• DIRECTION
In the records below, locate the line containing "TARGET: tree branch", then output that line and all later lines exactly, through the last one.

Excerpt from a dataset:
○ ○ ○ ○
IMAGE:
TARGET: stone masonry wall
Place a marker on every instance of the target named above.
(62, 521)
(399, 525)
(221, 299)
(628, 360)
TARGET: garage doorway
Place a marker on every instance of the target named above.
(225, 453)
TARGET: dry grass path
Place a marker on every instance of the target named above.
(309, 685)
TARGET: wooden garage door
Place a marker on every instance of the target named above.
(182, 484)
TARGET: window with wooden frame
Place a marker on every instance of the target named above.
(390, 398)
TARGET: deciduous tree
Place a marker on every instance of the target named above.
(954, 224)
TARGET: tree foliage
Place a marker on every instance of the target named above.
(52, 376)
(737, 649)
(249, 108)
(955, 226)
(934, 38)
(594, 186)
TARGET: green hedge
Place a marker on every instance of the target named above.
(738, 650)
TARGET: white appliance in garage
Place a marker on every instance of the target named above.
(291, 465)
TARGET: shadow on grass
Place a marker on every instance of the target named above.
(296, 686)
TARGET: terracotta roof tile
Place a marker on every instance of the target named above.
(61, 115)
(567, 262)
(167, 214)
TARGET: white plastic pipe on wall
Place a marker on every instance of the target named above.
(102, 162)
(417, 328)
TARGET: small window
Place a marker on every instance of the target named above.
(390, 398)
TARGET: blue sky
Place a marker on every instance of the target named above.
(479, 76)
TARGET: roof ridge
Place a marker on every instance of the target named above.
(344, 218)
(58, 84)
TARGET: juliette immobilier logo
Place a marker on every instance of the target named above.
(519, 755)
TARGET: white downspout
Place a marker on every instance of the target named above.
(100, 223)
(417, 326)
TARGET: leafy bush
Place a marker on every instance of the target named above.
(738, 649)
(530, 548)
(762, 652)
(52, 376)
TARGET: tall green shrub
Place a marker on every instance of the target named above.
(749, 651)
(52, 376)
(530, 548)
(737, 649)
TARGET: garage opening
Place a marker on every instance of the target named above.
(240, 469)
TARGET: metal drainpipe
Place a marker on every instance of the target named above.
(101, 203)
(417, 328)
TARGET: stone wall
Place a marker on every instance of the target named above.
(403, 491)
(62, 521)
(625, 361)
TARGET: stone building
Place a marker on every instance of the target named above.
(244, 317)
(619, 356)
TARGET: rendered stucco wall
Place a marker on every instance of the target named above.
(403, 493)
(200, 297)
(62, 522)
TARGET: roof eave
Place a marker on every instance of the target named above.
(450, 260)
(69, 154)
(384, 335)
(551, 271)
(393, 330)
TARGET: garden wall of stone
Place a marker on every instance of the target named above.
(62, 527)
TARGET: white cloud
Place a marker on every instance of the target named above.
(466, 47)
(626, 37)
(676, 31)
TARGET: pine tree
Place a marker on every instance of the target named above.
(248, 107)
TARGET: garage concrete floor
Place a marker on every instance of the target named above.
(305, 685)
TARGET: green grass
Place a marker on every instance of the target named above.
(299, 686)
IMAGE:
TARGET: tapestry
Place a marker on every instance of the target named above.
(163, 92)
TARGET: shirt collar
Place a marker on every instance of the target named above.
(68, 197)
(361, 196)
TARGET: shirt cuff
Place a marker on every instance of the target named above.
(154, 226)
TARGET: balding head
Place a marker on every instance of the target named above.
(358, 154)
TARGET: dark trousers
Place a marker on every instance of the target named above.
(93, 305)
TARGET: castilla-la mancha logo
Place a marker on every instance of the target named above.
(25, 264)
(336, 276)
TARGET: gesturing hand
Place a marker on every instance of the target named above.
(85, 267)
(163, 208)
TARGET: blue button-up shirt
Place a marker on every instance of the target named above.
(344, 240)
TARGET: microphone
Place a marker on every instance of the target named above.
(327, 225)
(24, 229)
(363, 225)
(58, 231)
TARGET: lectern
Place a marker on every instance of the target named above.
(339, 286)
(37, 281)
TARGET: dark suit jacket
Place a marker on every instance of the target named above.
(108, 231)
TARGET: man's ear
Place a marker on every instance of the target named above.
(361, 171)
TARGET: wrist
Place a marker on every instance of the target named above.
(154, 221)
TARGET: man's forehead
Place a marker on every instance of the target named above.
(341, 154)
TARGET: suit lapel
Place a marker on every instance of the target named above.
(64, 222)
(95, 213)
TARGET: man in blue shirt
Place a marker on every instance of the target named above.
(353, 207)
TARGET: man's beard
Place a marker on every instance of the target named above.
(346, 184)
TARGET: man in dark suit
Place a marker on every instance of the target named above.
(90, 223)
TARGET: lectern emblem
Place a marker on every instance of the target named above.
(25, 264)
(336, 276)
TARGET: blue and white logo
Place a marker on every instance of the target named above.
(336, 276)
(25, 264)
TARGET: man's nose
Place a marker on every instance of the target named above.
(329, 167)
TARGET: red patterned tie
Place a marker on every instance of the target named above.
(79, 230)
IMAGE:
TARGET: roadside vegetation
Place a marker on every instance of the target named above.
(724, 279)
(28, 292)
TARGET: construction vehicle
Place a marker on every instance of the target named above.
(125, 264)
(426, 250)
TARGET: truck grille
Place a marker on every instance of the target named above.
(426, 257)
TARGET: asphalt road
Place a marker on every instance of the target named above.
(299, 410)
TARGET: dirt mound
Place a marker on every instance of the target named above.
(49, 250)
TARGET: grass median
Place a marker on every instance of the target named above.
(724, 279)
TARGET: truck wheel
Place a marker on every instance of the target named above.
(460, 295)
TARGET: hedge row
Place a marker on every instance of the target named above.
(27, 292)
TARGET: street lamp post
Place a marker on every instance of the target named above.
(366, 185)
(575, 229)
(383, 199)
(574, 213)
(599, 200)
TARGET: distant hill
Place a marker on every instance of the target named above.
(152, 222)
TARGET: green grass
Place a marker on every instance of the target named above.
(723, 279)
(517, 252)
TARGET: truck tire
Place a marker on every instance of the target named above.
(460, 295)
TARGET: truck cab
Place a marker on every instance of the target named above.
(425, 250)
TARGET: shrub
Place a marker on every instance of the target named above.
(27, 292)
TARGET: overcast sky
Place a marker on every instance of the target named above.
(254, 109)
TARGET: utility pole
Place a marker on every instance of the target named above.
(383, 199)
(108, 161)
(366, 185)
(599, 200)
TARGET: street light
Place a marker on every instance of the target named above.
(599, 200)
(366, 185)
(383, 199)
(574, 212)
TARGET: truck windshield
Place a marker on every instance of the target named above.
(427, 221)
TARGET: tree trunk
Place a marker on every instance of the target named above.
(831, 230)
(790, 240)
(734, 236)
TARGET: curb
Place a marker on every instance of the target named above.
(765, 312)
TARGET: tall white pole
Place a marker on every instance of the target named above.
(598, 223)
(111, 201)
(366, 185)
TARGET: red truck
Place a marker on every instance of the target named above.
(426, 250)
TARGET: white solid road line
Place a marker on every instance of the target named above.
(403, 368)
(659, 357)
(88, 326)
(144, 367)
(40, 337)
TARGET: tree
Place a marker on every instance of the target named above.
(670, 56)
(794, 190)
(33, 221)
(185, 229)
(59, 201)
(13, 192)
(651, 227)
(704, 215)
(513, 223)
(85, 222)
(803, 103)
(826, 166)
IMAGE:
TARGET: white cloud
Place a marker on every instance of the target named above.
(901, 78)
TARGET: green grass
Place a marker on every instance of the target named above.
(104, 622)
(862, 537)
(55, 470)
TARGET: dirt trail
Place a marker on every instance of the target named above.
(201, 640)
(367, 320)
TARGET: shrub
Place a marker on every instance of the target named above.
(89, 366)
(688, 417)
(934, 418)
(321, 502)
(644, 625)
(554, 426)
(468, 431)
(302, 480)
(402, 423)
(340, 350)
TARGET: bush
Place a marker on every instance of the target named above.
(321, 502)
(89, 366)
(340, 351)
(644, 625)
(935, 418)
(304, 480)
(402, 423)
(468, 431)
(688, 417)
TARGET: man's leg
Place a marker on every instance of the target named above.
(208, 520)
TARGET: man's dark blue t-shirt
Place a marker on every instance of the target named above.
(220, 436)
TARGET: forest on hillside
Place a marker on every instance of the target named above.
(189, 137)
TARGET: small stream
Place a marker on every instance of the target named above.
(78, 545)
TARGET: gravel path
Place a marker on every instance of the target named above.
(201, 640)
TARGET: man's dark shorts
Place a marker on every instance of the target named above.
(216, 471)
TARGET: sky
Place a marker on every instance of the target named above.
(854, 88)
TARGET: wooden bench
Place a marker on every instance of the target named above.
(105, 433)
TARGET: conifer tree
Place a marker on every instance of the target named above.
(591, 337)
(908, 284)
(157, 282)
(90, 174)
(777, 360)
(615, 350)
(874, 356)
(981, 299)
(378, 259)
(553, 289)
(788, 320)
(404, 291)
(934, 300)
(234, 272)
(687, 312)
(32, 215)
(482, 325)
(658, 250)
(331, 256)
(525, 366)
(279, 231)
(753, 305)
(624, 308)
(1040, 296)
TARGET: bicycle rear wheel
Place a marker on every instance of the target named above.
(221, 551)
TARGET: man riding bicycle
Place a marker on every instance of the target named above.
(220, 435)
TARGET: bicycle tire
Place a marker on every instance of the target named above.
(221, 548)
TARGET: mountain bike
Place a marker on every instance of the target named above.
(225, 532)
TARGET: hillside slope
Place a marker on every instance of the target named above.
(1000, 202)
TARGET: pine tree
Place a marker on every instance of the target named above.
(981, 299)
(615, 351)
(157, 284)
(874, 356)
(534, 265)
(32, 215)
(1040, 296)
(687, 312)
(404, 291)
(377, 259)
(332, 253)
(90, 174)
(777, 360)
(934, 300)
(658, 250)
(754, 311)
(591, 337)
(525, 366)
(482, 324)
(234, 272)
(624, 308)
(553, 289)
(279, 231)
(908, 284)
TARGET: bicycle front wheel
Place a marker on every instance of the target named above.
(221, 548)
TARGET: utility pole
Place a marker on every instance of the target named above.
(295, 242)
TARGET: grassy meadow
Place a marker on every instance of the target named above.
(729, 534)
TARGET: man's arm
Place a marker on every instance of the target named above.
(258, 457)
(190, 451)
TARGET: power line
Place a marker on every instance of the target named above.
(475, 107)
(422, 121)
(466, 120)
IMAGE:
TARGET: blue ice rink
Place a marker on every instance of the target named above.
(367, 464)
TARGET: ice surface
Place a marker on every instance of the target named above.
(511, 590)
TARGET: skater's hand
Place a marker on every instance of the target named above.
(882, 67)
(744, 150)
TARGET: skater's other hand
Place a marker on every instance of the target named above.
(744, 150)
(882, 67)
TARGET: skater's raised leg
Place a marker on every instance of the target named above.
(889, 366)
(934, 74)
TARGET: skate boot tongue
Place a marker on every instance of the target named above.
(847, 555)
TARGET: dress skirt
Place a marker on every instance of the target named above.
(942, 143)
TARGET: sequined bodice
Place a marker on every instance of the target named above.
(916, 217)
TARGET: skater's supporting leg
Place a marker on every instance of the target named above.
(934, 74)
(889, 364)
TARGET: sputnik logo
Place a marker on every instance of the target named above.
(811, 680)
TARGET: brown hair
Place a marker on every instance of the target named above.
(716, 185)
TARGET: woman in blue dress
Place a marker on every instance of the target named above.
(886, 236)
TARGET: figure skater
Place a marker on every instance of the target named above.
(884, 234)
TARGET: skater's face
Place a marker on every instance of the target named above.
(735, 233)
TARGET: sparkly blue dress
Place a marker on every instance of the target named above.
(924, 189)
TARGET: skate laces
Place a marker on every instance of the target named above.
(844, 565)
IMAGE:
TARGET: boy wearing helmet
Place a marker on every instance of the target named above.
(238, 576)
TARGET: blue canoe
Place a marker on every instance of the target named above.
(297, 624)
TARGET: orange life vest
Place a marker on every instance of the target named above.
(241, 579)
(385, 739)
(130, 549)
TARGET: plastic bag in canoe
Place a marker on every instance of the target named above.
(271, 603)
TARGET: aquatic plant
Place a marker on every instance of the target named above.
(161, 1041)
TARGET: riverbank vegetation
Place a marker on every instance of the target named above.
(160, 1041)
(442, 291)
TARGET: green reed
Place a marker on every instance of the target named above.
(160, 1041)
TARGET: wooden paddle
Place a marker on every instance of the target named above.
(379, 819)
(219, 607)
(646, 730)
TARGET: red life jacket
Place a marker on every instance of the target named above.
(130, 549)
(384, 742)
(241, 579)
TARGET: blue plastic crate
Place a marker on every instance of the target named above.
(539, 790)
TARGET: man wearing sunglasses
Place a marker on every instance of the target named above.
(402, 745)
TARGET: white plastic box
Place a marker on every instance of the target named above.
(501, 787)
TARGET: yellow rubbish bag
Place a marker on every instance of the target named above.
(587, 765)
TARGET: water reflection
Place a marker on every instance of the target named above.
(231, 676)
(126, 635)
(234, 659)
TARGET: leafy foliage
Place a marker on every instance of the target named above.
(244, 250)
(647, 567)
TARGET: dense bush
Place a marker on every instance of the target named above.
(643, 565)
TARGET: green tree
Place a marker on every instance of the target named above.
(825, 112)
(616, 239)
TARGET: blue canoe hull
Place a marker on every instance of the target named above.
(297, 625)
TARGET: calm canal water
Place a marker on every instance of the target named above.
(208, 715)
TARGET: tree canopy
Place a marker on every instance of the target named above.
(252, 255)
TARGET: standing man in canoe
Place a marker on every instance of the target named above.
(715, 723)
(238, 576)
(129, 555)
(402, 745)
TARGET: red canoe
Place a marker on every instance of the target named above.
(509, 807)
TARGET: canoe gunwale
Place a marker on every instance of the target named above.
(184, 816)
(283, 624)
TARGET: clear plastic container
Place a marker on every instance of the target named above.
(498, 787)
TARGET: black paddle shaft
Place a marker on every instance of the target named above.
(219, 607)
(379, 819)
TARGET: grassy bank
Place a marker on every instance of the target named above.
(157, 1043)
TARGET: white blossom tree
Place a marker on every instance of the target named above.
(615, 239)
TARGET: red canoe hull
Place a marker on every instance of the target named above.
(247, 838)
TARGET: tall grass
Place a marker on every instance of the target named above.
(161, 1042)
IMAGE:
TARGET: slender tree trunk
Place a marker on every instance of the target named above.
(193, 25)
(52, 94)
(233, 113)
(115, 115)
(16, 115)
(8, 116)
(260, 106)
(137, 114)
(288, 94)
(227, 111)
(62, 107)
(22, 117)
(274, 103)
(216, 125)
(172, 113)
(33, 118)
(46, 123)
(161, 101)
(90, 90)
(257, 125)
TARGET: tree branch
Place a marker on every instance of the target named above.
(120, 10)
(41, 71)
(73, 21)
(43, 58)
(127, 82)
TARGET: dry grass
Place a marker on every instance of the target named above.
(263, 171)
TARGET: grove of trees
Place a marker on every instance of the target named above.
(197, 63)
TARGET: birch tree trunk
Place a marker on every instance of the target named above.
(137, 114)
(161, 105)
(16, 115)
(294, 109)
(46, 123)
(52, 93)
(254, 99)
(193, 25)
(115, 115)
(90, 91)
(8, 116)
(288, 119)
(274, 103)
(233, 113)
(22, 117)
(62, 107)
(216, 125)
○ ○ ○ ○
• TASK RESULT
TARGET: tree branch
Place a marker on every instance of the target named above.
(120, 10)
(41, 71)
(73, 21)
(43, 58)
(127, 82)
TARGET: dry grass
Place a marker on every instance of the target named above.
(263, 171)
TARGET: grove of trees
Place a marker on every instance of the target named above.
(197, 63)
TARGET: birch tree trunk
Place a marker on every instance of the target named above.
(137, 114)
(161, 105)
(16, 115)
(294, 109)
(46, 123)
(52, 93)
(254, 99)
(193, 25)
(115, 115)
(90, 91)
(8, 116)
(288, 119)
(274, 103)
(233, 113)
(22, 117)
(62, 107)
(216, 125)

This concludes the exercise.